▶ _Given data_
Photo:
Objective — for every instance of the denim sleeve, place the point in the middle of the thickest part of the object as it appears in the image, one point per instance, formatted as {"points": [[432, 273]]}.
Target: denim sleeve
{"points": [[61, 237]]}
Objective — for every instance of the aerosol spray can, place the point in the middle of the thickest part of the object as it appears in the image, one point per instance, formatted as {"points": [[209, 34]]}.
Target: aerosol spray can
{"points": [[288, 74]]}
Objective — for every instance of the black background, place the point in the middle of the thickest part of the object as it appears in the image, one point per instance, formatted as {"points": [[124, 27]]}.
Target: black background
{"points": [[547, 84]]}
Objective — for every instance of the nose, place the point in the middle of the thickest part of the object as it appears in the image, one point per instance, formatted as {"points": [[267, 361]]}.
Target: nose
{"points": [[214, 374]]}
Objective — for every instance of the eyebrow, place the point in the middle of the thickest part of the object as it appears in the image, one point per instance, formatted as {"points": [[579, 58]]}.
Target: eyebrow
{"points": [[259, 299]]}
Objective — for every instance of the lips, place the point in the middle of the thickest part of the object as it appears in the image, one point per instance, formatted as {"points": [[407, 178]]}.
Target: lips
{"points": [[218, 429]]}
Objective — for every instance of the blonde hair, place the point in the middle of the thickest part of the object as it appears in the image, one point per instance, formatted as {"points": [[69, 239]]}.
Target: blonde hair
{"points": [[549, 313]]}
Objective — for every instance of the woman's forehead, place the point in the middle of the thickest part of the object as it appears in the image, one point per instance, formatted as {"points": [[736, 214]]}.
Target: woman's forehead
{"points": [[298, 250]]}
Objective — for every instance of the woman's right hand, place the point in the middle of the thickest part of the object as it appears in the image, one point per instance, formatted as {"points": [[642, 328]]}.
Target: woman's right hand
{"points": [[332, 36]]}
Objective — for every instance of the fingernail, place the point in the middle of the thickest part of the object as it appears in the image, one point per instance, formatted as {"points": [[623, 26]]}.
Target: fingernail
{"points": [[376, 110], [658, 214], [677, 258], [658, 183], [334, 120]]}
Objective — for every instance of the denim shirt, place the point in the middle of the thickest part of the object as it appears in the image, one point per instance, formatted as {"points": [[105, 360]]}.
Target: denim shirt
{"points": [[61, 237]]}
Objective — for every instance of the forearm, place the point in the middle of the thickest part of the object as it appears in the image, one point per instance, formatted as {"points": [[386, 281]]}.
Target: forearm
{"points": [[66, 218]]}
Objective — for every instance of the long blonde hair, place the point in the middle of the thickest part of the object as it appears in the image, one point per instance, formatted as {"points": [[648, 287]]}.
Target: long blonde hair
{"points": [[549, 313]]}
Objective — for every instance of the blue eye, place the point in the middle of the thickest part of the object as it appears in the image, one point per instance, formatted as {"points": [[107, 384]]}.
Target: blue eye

▶ _Task requirements_
The records above should be returned exactly.

▶ _Solution below_
Photo:
Objective — for every instance of the denim sleeve, place the point in the middle of the thickest part of the object as it appears in the image, one point per instance, formatted as {"points": [[432, 273]]}.
Target: denim sleeve
{"points": [[61, 237]]}
Objective — for every instance of the aerosol spray can, place the point in the middle of the thickest part of the object as it appears in the image, one point per instance, formatted as {"points": [[209, 34]]}.
Target: aerosol spray can
{"points": [[288, 74]]}
Objective — for every instance of the black background, place the point in the middle of the thickest part of the object as it appears in the image, one point per instance, formatted as {"points": [[124, 27]]}.
Target: black background
{"points": [[547, 84]]}
Objective — for every instance of the nose, place the point in the middle of the thickest part of the object as it appears in the image, one point per instance, formatted as {"points": [[267, 361]]}.
Target: nose
{"points": [[214, 374]]}
Objective — for every instance of the eyebrow, place the point in the middle of the thickest part of the object as it appears in the image, one point per instance, formatted as {"points": [[579, 58]]}.
Target: eyebrow
{"points": [[259, 299]]}
Objective — for every instance of the lips, place the point in the middle of the thickest part of the object as it appears in the image, one point per instance, formatted as {"points": [[407, 178]]}.
Target: lips
{"points": [[218, 429]]}
Objective — for every instance of the blonde hair, place the point in the middle of the thickest part of the object as it appears in the image, one point per instance, formatted as {"points": [[69, 239]]}.
Target: blonde hair
{"points": [[549, 313]]}
Objective — for every instance of the woman's forehead, place the point in the middle of the thickest part of the object as it appears in the image, one point per instance, formatted as {"points": [[736, 214]]}.
Target: woman's forehead
{"points": [[298, 250]]}
Objective — for every instance of the woman's right hand, place the point in the middle of the thickest part of the object as it appears in the image, one point per instance, formatted as {"points": [[642, 328]]}.
Target: woman's right hand
{"points": [[332, 36]]}
Objective — for every instance of the fingernail, place the point in the middle of the thickest part of the object as it appears in the image, one point per instance, formatted as {"points": [[623, 26]]}.
Target: fingernail
{"points": [[376, 110], [658, 214], [677, 258], [658, 183], [334, 120]]}
Objective — for every instance of the denim shirt, place the point in the middle of the thickest part of the object as it appears in the image, one point per instance, formatted as {"points": [[105, 360]]}.
Target: denim shirt
{"points": [[61, 237]]}
Objective — for every instance of the forearm, place the point in the middle of the thickest part of the object as it appears in the image, one point per instance, formatted as {"points": [[386, 281]]}.
Target: forearm
{"points": [[66, 218]]}
Objective — for every instance of the long blonde hair, place the point in the middle of the thickest part of the object as it appears in the image, one point per instance, formatted as {"points": [[648, 287]]}.
Target: long blonde hair
{"points": [[549, 313]]}
Objective — for every instance of the blue eye, place the point in the middle of the thickest part of the object as it appears in the image, one point per instance, formatted as {"points": [[107, 384]]}.
Target: blue eye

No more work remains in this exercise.